____ DATASET ENTRIES
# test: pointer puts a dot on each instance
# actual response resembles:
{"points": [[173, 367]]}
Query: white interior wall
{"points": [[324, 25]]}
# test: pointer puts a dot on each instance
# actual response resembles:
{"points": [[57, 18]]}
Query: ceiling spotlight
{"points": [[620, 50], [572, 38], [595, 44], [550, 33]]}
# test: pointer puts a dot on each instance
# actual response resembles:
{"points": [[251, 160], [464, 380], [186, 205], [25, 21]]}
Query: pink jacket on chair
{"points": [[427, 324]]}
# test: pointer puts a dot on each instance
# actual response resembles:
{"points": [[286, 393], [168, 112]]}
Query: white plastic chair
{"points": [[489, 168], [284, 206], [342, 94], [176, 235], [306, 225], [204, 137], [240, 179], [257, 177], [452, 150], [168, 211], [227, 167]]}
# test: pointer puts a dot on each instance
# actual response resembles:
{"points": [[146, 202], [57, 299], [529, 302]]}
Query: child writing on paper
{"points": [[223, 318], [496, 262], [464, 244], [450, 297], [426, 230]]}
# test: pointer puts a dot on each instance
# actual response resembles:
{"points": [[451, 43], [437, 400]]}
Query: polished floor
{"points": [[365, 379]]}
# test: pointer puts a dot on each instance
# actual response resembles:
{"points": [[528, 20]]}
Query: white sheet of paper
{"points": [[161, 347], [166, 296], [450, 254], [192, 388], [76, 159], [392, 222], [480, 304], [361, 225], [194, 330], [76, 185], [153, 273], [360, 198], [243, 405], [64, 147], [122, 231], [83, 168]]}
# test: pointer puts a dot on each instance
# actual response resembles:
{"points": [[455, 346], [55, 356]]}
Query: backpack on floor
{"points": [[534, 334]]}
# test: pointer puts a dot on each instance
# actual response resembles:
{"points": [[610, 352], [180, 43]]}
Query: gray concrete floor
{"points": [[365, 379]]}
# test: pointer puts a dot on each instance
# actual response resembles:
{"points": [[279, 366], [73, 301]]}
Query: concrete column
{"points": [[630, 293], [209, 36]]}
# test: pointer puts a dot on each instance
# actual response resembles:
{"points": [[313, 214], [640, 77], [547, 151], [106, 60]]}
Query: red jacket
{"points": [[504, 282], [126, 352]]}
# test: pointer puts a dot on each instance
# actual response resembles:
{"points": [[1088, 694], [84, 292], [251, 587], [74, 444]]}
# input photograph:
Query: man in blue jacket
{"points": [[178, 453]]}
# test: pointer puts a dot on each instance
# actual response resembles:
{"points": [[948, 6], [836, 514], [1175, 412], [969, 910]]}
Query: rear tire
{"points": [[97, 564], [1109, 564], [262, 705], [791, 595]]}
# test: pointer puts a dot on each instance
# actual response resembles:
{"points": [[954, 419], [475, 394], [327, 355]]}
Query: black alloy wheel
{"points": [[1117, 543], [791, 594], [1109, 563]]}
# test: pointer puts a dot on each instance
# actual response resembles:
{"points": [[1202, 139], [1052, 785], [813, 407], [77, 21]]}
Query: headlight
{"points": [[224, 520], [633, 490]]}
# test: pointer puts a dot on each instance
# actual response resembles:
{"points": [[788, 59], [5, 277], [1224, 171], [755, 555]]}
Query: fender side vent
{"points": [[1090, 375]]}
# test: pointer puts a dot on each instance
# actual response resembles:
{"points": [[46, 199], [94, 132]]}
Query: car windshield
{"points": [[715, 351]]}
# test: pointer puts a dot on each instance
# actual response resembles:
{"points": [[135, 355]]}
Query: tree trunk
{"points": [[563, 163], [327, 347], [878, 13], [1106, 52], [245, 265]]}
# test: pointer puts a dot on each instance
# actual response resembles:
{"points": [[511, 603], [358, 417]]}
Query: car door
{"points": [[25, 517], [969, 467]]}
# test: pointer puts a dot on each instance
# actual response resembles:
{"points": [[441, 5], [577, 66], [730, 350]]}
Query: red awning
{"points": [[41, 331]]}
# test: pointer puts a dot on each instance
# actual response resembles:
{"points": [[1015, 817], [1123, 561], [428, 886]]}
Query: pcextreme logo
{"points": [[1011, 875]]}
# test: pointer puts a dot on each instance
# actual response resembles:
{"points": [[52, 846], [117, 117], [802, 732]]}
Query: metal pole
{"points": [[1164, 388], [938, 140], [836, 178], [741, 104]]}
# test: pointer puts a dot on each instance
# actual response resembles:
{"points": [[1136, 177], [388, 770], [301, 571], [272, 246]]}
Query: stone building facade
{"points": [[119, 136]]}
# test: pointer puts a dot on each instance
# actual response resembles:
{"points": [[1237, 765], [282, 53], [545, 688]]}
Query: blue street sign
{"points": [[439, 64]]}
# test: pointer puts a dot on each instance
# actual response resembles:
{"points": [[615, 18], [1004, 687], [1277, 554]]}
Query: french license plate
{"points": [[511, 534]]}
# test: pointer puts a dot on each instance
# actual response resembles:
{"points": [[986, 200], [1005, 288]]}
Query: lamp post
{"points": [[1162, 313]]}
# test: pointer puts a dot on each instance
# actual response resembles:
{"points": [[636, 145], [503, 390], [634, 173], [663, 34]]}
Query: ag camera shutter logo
________
* _THE EXERCISE_
Return every entry exactly as given.

* _SOLUTION BELOW_
# test: pointer puts a dot on each instance
# actual response resembles:
{"points": [[173, 367]]}
Query: white interior wall
{"points": [[324, 25]]}
# test: pointer puts a dot on each instance
# actual response resembles:
{"points": [[57, 18]]}
Query: ceiling spotlight
{"points": [[620, 50], [572, 38], [595, 44], [550, 33]]}
# test: pointer puts a dot on each instance
# actual response resembles:
{"points": [[251, 160], [464, 380], [186, 205], [25, 21]]}
Query: pink jacket on chair
{"points": [[427, 324]]}
# test: pointer puts a dot on each instance
# actual response resembles:
{"points": [[286, 393], [168, 112]]}
Query: white plastic chair
{"points": [[489, 168], [284, 206], [342, 94], [176, 235], [306, 225], [204, 137], [240, 179], [257, 177], [452, 150], [168, 211], [227, 167]]}
# test: pointer puts a dot on each instance
# actual response resembles:
{"points": [[146, 202], [57, 299], [529, 302]]}
Query: child writing on paper
{"points": [[223, 318], [496, 262], [464, 244], [450, 297], [426, 230]]}
# test: pointer puts a dot on each instance
# actual response resembles:
{"points": [[451, 43], [437, 400]]}
Query: polished floor
{"points": [[365, 379]]}
# test: pointer puts a dot on each instance
# actual response resembles:
{"points": [[528, 20]]}
Query: white sheet of paper
{"points": [[161, 347], [166, 296], [450, 254], [192, 388], [76, 159], [392, 222], [480, 304], [361, 225], [194, 330], [76, 185], [153, 273], [360, 198], [243, 405], [64, 147], [122, 231], [83, 168]]}
# test: pointer puts a dot on each instance
# actual response resembles:
{"points": [[455, 346], [55, 356]]}
Query: backpack on floor
{"points": [[534, 334]]}
# test: pointer puts a dot on each instance
# actual response resembles:
{"points": [[610, 352], [180, 43]]}
Query: gray concrete floor
{"points": [[365, 379]]}
# test: pointer puts a dot on each instance
# actual response resembles:
{"points": [[279, 366], [73, 301]]}
Query: concrete column
{"points": [[630, 293], [209, 36]]}
# test: pointer puts a dot on each instance
# actual response resembles:
{"points": [[313, 214], [640, 77], [547, 151], [106, 60]]}
Query: red jacket
{"points": [[504, 282], [126, 352]]}
# test: pointer puts a dot on each instance
# actual response resembles:
{"points": [[1088, 694], [84, 292], [251, 587], [74, 444]]}
# input photograph:
Query: man in blue jacket
{"points": [[178, 453]]}
# test: pointer puts a dot on each instance
# actual response resembles:
{"points": [[948, 6], [836, 514], [1175, 412], [969, 910]]}
Query: rear tire
{"points": [[97, 564], [1109, 564], [262, 705], [791, 595]]}
# test: pointer puts a dot on each instance
# actual response resembles:
{"points": [[954, 419], [475, 394], [327, 355]]}
Query: black alloy wheel
{"points": [[1117, 543], [791, 594], [1109, 563]]}
# test: pointer puts a dot on each instance
# actual response resembles:
{"points": [[1202, 139], [1052, 785], [813, 407], [77, 21]]}
Query: headlight
{"points": [[224, 520], [633, 490]]}
# test: pointer puts a dot on each instance
# actual response resembles:
{"points": [[788, 59], [5, 277], [1224, 171], [755, 555]]}
Query: fender side vent
{"points": [[1090, 375]]}
# test: pointer puts a dot on each instance
# actual response resembles:
{"points": [[46, 199], [94, 132]]}
Query: car windshield
{"points": [[715, 351]]}
# test: pointer puts a dot on each instance
# actual response resembles:
{"points": [[135, 355]]}
Query: tree trunk
{"points": [[563, 163], [327, 347], [878, 13], [1106, 52], [245, 265]]}
# test: pointer puts a dot on each instance
# actual response resembles:
{"points": [[511, 603], [358, 417]]}
Query: car door
{"points": [[25, 517], [969, 467]]}
# test: pointer puts a dot on each instance
# actual response resembles:
{"points": [[441, 5], [577, 66], [730, 350]]}
Query: red awning
{"points": [[41, 331]]}
# test: pointer puts a dot on each instance
# actual response resembles:
{"points": [[1015, 817], [1123, 561], [428, 886]]}
Query: pcextreme logo
{"points": [[1011, 875]]}
# test: pointer puts a dot on each instance
# actual response resembles:
{"points": [[52, 846], [117, 117], [802, 732]]}
Query: metal pole
{"points": [[1164, 388], [938, 140], [836, 178], [741, 104]]}
# test: pointer puts a dot on each instance
# actual response resembles:
{"points": [[1136, 177], [388, 770], [301, 571], [272, 246]]}
Query: stone building facade
{"points": [[119, 136]]}
# test: pointer puts a dot on each instance
# actual response resembles:
{"points": [[1237, 765], [282, 53], [545, 688]]}
Query: blue street sign
{"points": [[439, 64]]}
# test: pointer puts a dot on each instance
# actual response resembles:
{"points": [[615, 18], [1004, 687], [1277, 554]]}
Query: french license plate
{"points": [[511, 534]]}
# test: pointer puts a dot on each instance
# actual response resembles:
{"points": [[986, 200], [1005, 288]]}
Query: lamp post
{"points": [[1162, 313]]}
# test: pointer puts a dot on each instance
# actual response resembles:
{"points": [[636, 145], [503, 390], [634, 173], [663, 34]]}
Query: ag camera shutter logo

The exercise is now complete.